From: Bill Todd on
Eric P. wrote:

....

> I have never built a file system, but it seems to me that the problem
> with file compression is that a write in the middle of the file
> will be recompressed and can cause changes to the files' physical
> block mappings and meta data structures. This in turn updates file
> system block allocation tables and meta transaction logs.

But since most large files aren't updated in the middle (they're
typically only appended to if modified at all after creation), that's
not necessarily a significant problem regardless of the implementation
(in fact, one could simply incrementally uncompress any such awkward
files as they were updated).

>
> With normal non-compressed files this only happens when the file is
> extended. With compressed files every write operation can do this
> and could bog down the whole system by hammering these critical
> common data structures.

That's part of what caching and journaling are for: if any such
structures are truly being hammered they'll just remain in cache while
multiple compact (logical) updates accumulate in the log which will
eventually be written back to disk in a single bulk structure update.

SOURCE DATA:

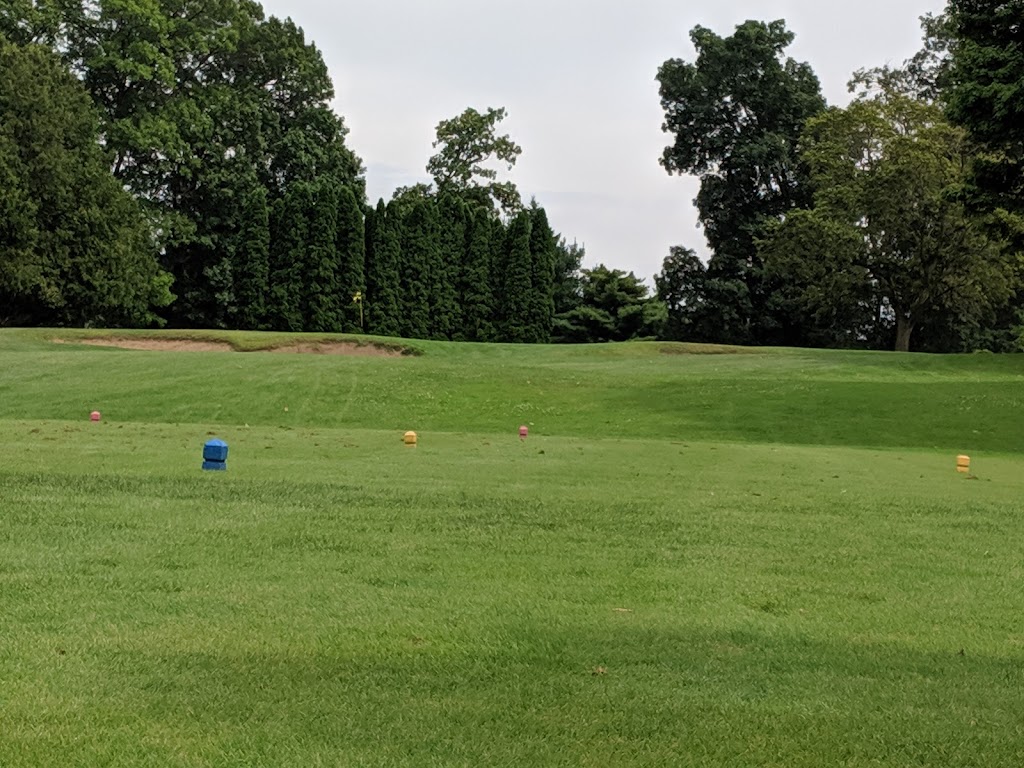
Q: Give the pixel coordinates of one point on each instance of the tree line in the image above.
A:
(894, 221)
(178, 162)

OBJECTIVES:
• a. Please duplicate the file compression thread, everything from "But since most" down to "they were updated).".
• b. In the file compression thread, how are most large files typically changed after they are created?

RESULTS OF THE TASKS:
• a.
But since most large files aren't updated in the middle (they're
typically only appended to if modified at all after creation), that's
not necessarily a significant problem regardless of the implementation
(in fact, one could simply incrementally uncompress any such awkward
files as they were updated).

• b. They are typically only appended to, if they are modified at all.